Entries provided ▸
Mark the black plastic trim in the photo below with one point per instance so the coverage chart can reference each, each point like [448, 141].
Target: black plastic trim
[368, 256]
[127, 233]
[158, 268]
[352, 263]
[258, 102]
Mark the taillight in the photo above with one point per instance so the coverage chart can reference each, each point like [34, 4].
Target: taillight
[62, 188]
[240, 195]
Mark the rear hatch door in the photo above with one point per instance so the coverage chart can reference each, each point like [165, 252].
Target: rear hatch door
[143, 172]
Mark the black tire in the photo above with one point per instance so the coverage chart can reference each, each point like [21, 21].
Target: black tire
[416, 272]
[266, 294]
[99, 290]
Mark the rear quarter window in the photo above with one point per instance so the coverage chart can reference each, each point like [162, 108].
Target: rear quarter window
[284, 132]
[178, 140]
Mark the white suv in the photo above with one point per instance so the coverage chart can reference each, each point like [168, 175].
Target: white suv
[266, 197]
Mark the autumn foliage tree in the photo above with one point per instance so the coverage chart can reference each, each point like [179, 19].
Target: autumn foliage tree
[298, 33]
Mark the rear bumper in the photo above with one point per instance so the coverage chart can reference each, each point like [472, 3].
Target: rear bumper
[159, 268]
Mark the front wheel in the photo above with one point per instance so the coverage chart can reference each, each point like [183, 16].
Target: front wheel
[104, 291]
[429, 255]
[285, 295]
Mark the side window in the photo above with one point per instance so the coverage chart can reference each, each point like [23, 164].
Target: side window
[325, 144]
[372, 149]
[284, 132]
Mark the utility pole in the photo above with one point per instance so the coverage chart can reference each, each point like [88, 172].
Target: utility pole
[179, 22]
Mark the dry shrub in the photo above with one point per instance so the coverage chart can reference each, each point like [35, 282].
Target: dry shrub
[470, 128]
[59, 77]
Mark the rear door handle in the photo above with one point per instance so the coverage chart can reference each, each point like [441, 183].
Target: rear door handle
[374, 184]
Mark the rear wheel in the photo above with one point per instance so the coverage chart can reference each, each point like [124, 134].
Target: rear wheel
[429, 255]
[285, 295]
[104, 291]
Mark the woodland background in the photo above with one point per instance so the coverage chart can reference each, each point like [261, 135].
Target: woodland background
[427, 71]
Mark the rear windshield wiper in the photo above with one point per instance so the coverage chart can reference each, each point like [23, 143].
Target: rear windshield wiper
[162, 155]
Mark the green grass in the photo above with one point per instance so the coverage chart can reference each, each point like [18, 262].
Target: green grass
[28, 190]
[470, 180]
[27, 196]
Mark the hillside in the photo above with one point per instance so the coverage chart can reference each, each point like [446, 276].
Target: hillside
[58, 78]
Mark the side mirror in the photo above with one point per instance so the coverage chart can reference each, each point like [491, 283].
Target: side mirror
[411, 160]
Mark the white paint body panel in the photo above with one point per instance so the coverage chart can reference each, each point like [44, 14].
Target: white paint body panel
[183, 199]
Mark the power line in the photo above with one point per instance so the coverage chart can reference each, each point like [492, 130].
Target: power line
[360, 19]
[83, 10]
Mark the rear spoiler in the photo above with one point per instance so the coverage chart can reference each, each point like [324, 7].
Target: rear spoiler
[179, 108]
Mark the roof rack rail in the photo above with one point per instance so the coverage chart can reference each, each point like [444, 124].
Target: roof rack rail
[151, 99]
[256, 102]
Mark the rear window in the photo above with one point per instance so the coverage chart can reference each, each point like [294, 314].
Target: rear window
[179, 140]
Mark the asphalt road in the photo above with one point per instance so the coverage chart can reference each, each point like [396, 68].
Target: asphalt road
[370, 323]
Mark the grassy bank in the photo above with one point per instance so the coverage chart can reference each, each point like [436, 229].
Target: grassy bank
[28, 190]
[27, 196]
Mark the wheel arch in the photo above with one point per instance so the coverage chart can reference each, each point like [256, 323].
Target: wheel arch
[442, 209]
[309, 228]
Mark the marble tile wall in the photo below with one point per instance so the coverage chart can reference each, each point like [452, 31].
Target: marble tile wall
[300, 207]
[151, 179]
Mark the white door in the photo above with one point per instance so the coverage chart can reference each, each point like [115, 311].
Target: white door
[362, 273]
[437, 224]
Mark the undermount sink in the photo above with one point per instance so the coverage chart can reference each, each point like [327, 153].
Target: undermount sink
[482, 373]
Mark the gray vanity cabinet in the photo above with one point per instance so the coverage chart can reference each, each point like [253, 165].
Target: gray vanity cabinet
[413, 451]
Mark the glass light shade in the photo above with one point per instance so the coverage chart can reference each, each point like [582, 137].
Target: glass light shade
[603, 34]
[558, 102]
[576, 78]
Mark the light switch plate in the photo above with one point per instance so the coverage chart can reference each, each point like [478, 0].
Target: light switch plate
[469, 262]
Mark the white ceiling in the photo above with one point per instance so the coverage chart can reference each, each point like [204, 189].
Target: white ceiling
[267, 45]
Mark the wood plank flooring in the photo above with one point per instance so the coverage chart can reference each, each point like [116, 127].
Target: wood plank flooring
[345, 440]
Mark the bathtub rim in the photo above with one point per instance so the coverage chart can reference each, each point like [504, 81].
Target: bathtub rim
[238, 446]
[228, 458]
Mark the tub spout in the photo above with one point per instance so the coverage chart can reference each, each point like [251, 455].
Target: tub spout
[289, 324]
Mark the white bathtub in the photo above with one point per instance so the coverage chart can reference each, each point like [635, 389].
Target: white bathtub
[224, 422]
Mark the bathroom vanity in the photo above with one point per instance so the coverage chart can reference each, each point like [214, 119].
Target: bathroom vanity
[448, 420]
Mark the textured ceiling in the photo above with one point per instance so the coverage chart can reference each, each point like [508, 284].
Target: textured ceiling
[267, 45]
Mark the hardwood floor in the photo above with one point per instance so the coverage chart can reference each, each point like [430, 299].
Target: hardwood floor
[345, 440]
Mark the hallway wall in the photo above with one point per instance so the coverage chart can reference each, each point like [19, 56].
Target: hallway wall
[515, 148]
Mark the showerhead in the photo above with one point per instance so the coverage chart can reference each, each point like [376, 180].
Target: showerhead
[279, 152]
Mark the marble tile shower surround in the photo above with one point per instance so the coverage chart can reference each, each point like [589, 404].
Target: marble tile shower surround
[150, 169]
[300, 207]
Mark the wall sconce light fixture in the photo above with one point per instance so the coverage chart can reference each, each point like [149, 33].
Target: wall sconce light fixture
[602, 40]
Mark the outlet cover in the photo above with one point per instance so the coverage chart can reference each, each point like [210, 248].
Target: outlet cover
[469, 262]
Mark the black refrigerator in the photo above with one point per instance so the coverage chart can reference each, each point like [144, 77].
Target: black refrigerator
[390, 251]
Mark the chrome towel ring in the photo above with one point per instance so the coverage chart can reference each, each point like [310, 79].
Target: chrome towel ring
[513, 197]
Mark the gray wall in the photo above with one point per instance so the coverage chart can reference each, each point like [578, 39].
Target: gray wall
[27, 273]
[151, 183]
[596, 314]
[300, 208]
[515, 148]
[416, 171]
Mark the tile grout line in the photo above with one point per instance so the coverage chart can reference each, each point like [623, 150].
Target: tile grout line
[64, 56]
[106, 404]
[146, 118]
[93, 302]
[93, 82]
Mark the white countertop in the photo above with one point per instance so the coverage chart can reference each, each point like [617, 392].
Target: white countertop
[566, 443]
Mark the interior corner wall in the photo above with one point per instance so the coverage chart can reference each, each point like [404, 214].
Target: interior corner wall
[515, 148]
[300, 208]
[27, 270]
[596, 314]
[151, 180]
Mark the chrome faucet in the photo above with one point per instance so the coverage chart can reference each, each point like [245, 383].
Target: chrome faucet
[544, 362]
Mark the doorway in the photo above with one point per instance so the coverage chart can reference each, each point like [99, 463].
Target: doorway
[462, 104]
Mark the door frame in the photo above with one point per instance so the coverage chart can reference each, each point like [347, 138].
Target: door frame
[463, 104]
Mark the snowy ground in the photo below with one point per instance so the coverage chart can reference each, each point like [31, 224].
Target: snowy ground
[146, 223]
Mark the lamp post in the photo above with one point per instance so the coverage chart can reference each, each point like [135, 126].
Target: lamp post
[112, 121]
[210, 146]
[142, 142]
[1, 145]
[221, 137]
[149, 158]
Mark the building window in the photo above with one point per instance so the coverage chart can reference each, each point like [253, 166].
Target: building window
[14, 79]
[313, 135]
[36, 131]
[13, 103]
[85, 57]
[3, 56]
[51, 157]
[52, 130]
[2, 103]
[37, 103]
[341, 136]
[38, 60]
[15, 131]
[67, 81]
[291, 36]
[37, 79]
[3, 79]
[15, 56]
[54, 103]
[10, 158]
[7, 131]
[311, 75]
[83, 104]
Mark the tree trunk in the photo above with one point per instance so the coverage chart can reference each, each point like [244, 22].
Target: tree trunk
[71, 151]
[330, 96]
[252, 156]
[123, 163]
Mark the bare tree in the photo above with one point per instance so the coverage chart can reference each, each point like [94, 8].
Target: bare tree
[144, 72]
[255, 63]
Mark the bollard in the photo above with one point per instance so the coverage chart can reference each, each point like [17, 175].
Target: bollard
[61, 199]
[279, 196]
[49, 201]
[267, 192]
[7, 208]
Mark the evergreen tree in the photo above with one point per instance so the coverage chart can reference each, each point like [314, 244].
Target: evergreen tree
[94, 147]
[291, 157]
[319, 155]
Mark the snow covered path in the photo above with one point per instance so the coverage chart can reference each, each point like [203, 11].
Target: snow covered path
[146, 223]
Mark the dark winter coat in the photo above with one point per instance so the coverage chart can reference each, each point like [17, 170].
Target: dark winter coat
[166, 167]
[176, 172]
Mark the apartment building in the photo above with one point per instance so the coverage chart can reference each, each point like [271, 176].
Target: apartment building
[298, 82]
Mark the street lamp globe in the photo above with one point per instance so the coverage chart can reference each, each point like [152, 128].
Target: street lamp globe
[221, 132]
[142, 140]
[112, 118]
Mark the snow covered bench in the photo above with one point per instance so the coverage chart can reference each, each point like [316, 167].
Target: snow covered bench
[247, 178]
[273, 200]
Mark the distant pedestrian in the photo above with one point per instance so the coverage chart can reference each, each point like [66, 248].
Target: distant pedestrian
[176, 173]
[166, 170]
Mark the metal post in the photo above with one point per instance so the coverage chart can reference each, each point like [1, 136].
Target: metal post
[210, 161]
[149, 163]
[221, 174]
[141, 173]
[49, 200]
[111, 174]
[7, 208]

About this task ▸
Go through the material above and return each line that holds the word "below".

Result of the exercise ▸
Mark the black plastic trim in the photo below with one point per instance so the coverage chart can reference each, each point like [448, 141].
Mark the marble tile wall in the photo below with one point per instance so the coverage chart can reference each, each point like [452, 31].
Mark the snowy ground in the photo below with one point per instance so the coverage chart can reference each, each point like [31, 224].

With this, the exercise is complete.